PASSAGE SHOWN:
start
If one simple focusses on the values (not the agent names or dates),
= TOCOL(CHOOSECOLS(rBravo,f))the formula takes 0.7 ms. On the other hand, if I use MAKEARRAY to calculate a thunk containing the agent, date and value triples for each value, then filter and unpivot the thunks, and finally use a second MAKEARRAY to extract the triple from each thunk
= LET( packedϑ, MAKEARRAY(200,16, LAMBDA(r,f, LAMBDA(CHOOSE({1,2,3}, INDEX(nBravo,r), INDEX(dates,f), INDEX(rBravo,r,f) ) ) )), mask, LEFT(dates,1)<>"Q", filteredϑ, FILTER(packedϑ,mask), listϑ, TOCOL(filteredϑ), MAKEARRAY(2400,3, LAMBDA(r₀,c,INDEX(INDEX(listϑ,r₀,1)(),c)) ) )takes 10,032 ms!
DO NOT USE THIS!
I would rather like to hear an authoritative account of where the CPU cycles went!
- SergeiBaklanMay 23, 2022Diamond Contributor
Charles could explain all details, but look, you call few thousand times values to memory, use slow FILTER and another few thousand times make calls on per-value basis. It shall be slower than call few times large blocks.
end
STATED PROBLEM 1: How many lines of the listing contain the word "clock", counting case as significant? Reply with the number alone.

INFORMATION SHOWN:
start
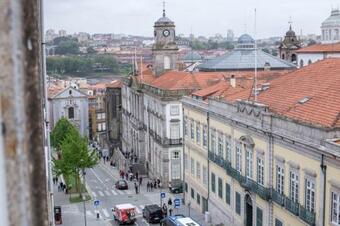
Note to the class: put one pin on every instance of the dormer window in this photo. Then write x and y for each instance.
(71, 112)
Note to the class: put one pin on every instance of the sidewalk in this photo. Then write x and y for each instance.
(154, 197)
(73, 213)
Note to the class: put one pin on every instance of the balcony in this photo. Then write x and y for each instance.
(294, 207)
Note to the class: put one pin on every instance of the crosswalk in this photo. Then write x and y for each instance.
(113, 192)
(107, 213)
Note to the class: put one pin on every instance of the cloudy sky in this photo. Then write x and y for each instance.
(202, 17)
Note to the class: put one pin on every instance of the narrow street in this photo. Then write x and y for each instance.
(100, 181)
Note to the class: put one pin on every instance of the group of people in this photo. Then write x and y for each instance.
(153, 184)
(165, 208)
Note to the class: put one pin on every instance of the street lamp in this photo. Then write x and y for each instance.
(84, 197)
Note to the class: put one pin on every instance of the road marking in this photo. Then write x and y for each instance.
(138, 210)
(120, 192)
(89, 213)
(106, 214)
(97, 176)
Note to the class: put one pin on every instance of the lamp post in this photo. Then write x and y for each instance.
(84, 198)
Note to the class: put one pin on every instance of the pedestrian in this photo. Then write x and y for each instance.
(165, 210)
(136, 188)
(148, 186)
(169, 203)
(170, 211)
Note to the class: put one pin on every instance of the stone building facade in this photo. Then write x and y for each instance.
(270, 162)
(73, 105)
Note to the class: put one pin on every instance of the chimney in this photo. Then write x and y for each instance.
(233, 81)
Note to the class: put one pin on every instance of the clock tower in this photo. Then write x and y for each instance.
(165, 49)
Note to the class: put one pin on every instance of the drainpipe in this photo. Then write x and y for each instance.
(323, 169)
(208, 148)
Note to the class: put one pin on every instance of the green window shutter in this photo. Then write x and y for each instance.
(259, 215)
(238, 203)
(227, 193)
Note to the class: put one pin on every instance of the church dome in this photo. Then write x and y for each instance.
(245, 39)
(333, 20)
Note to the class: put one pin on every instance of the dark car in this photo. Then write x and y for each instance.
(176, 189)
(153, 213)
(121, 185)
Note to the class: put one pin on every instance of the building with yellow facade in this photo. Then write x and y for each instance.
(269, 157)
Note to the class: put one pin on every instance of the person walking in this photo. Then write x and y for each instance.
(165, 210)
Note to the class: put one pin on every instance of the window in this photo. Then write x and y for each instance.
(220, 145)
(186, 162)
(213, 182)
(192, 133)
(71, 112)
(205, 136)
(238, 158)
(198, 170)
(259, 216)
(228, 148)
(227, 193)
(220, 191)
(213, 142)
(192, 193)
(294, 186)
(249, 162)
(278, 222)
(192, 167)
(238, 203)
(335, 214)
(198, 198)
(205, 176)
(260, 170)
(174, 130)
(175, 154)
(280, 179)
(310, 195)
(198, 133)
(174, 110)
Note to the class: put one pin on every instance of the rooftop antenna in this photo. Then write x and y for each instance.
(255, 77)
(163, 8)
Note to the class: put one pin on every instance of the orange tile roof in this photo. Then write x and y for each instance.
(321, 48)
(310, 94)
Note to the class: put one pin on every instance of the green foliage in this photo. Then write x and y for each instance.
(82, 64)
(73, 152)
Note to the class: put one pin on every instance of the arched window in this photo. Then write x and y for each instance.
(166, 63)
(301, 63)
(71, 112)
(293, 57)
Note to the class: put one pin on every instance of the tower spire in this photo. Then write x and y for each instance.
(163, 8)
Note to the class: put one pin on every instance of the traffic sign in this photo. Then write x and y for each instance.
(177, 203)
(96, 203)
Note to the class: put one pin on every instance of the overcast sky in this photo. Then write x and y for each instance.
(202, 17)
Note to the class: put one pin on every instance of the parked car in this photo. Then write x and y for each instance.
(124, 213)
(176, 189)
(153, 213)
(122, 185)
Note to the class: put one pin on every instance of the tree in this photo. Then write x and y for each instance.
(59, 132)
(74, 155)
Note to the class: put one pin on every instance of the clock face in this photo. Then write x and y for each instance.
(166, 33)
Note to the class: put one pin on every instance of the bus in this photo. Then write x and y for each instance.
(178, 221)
end
STATED PROBLEM 2: Make the thread's paragraph beginning "Charles could explain all details" shorter, keeping its main points.

COMPLETE RESPONSE 1: 2

COMPLETE RESPONSE 2: Charles could give full details. In short, thousands of calls to memory for values, the slow FILTER, and thousands more per-value calls must be slower than a few calls on large blocks.